Stored items from a collection:
_ _ _
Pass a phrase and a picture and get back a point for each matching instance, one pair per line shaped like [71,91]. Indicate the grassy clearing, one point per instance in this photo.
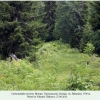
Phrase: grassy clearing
[58,67]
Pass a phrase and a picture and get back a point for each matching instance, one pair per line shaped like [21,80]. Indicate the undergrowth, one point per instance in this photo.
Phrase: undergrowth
[57,67]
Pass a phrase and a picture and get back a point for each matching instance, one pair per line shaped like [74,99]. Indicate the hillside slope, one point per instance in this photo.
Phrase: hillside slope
[58,67]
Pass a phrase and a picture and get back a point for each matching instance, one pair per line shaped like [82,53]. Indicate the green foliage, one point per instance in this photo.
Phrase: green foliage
[69,22]
[57,67]
[18,33]
[49,19]
[89,48]
[92,26]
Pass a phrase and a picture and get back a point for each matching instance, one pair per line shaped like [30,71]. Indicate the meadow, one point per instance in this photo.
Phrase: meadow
[57,67]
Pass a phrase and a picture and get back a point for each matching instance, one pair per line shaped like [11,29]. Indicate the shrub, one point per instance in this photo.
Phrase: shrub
[89,48]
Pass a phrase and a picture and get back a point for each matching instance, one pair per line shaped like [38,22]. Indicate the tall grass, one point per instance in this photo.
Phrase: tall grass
[57,67]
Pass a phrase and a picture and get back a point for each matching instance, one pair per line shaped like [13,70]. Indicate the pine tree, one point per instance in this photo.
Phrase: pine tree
[69,23]
[91,32]
[17,33]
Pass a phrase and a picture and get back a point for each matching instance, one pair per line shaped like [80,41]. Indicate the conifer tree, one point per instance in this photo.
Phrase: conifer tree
[17,33]
[69,23]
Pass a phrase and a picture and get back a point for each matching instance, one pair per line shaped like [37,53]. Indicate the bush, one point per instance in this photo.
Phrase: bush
[89,48]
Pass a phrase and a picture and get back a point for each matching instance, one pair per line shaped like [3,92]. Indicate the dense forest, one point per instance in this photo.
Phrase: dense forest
[23,25]
[31,27]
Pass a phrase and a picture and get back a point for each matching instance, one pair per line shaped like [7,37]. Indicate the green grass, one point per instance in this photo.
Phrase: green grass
[58,67]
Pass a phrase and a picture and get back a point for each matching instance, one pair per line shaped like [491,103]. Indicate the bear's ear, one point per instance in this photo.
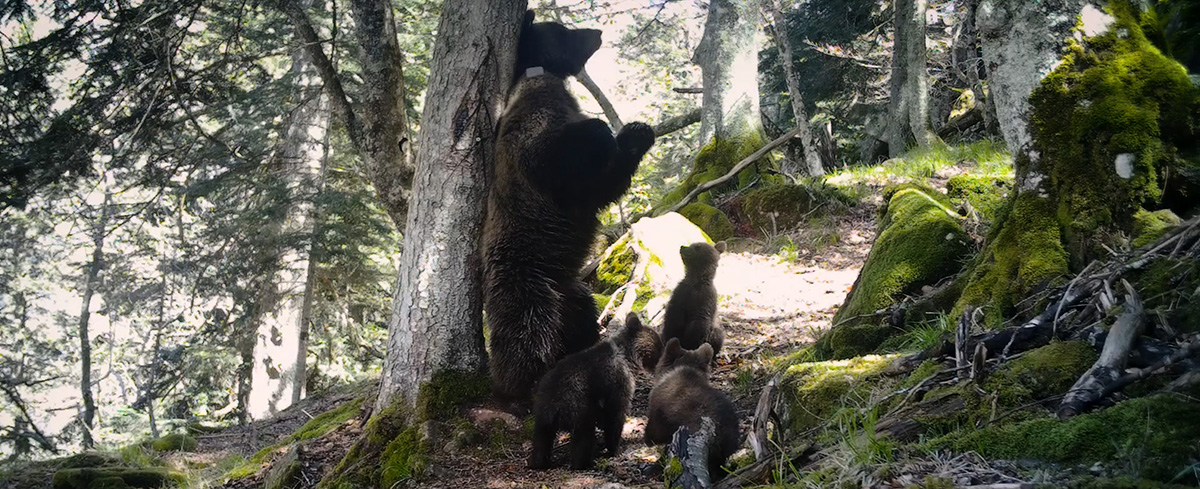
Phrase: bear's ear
[706,354]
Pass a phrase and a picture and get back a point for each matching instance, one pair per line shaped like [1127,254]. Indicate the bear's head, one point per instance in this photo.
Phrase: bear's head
[555,48]
[673,355]
[700,259]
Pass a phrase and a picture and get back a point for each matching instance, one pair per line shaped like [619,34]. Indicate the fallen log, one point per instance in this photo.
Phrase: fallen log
[1093,385]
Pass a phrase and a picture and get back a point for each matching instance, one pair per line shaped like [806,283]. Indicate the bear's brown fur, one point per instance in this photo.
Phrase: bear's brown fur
[591,390]
[555,170]
[691,312]
[682,396]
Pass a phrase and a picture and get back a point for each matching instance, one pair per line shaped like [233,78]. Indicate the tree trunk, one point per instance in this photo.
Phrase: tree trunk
[813,164]
[381,136]
[436,326]
[280,351]
[100,228]
[727,56]
[1087,144]
[909,106]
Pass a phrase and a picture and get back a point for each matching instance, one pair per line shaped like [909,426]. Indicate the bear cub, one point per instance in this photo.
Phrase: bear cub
[555,169]
[589,390]
[682,396]
[691,312]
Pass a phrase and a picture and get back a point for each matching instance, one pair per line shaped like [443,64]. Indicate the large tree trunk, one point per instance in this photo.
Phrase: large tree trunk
[813,164]
[436,327]
[91,281]
[909,106]
[378,128]
[280,351]
[1087,142]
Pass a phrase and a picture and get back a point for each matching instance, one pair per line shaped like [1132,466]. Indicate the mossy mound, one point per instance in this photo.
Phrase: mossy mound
[711,219]
[1153,436]
[173,442]
[985,193]
[814,391]
[1149,227]
[715,160]
[115,478]
[919,243]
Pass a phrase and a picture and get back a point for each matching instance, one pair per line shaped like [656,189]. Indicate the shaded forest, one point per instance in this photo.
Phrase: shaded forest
[954,243]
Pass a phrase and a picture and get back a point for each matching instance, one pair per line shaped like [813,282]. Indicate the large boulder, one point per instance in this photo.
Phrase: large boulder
[921,242]
[646,261]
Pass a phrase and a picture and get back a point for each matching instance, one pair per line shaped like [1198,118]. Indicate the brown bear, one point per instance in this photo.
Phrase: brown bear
[682,396]
[591,390]
[555,170]
[691,312]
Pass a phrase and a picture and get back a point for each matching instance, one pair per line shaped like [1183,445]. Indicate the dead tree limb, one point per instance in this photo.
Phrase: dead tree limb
[759,430]
[691,450]
[737,168]
[1092,386]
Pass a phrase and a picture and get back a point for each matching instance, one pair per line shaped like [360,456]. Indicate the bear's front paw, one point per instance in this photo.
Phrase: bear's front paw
[636,138]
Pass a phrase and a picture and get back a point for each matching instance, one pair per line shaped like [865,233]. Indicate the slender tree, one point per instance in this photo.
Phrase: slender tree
[437,312]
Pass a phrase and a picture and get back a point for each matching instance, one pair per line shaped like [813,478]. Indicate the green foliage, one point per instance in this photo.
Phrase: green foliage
[174,442]
[712,221]
[921,242]
[1155,435]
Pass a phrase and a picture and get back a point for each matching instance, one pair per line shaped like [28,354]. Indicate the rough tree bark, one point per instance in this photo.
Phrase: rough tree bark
[813,164]
[436,326]
[91,281]
[909,106]
[378,128]
[281,350]
[727,56]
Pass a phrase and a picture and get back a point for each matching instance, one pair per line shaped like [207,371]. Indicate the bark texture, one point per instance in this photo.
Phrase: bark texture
[281,349]
[437,311]
[813,164]
[909,106]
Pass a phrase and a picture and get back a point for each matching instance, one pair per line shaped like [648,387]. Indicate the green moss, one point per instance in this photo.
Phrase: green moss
[709,219]
[815,391]
[617,267]
[1158,434]
[921,242]
[985,193]
[1149,227]
[1025,254]
[108,477]
[174,442]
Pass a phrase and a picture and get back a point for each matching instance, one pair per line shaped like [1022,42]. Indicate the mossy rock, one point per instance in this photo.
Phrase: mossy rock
[985,193]
[921,242]
[1156,434]
[711,219]
[814,391]
[1149,227]
[174,442]
[114,478]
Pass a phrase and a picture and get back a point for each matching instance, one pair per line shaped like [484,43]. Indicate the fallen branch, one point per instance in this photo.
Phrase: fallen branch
[1093,385]
[737,168]
[761,422]
[691,450]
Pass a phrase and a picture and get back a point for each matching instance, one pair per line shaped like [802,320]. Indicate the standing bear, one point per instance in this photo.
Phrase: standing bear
[691,312]
[555,170]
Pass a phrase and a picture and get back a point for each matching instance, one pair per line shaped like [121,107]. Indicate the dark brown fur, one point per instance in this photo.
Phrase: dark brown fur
[555,169]
[691,312]
[586,391]
[682,396]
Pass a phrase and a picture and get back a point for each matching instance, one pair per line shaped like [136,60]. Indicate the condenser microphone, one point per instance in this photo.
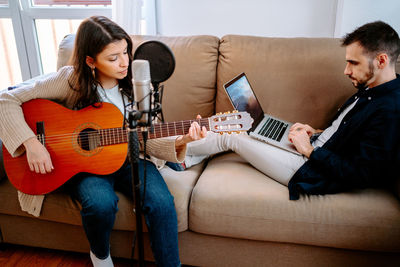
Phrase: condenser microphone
[142,89]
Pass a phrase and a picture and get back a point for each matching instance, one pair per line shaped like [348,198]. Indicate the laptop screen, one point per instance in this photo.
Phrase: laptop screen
[243,98]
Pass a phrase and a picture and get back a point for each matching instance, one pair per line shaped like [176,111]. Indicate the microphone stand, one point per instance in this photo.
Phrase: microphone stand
[133,151]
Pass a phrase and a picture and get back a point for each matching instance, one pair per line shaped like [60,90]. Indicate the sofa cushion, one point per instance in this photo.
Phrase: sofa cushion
[65,50]
[191,88]
[287,75]
[59,207]
[233,199]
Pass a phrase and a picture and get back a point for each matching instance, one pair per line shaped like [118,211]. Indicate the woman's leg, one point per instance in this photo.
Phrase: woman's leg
[276,163]
[159,212]
[99,206]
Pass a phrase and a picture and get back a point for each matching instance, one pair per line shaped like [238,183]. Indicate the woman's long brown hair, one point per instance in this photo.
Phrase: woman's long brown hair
[93,35]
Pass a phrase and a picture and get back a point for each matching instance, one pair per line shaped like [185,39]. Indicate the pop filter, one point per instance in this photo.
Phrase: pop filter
[160,57]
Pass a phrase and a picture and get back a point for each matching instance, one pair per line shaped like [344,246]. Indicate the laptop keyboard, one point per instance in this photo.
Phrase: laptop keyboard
[273,129]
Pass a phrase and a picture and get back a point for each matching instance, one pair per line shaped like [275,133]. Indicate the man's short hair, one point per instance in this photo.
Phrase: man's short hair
[376,37]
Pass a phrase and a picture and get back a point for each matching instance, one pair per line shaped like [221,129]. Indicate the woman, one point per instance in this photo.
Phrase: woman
[100,72]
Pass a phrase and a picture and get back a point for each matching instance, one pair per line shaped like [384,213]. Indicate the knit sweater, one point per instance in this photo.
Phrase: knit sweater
[14,130]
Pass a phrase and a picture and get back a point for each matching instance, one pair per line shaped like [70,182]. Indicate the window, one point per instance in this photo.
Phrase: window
[35,28]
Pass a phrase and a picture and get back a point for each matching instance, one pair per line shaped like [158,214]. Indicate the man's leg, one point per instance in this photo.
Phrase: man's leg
[276,163]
_ _ _
**Required task**: Reproduce the lines starting at the line that contains "shaped like [158,214]." and ending at the last line of the records, both ends included.

**Output for this exercise**:
Pass a phrase and a picture and get back a point for each matching instance, one pair per line shaped like [158,214]. Indicate the man's leg, one point per instance in this photo.
Phrase: man's leg
[276,163]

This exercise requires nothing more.